### Text to read
──────

Pubdate: Sun, 16 Oct 2005
Source: Observer, The (UK)
Copyright: 2005 The Observer
Contact:  http://www.observer.co.uk/
Details: http://www.mapinc.org/media/315
Author: Ned Temko, chief political correspondent

KEEP QUIET ON DRUGS, PORTILLO TELLS CAMERON

My confession was a mistake, says former cabinet minister as pressure mounts
on Tory frontrunner

Former cabinet minister Michael Portillo yesterday backed David Cameron's
refusal to address questions about alleged drug use, saying his own
experience in politics had convinced him this was the only way of preventing
a media 'witch-hunt'. Portillo expressed his support for the Tory leadership
candidate's stand ahead of this week's crucial first round of voting for a
successor to Michael Howard. Cameron's surge to the front rank of the race
has been overshadowed by growing pressure in the past week to say whether or
not he has taken drugs.

The shadow home secretary, David Davis - who has a lead among declared MPs
but who surveys suggest could be beaten by Cameron in the final vote among
party members - waded into the controversy yesterday. He told a television
interviewer that anyone who had used drugs 'recently' was not qualified to
be party leader and said that politicians should offer 'straight answers' on
such questions.

Portillo, who sought to defuse reports that he was gay with a 1999 interview
acknowledging 'homosexual experiences' in his youth, told The Observer that
he had learnt that such admissions were 'not the end of the matter, but the
beginning of a witch-hunt'.

'That's why I think that David Cameron is right. Once there is a fact on the
record, the newspapers know they can print anything - true or false,' he
said.

──────

### What the task asks
Using the article about Portillo and Cameron, explain in one to three sentences why Portillo says Cameron is right to refuse to answer questions about alleged drug use. The material after this point comes from a different source than the article.

### Data extract
──────

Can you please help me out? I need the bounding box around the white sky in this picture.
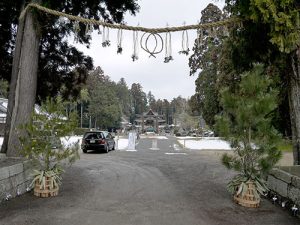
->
[76,0,224,100]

──────

### The output
Portillo's own 1999 admission of "homosexual experiences" in his youth taught him that such an admission is "not the end of the matter, but the beginning of a witch-hunt." Once a fact is on the record, he says, newspapers know they can print anything, true or false.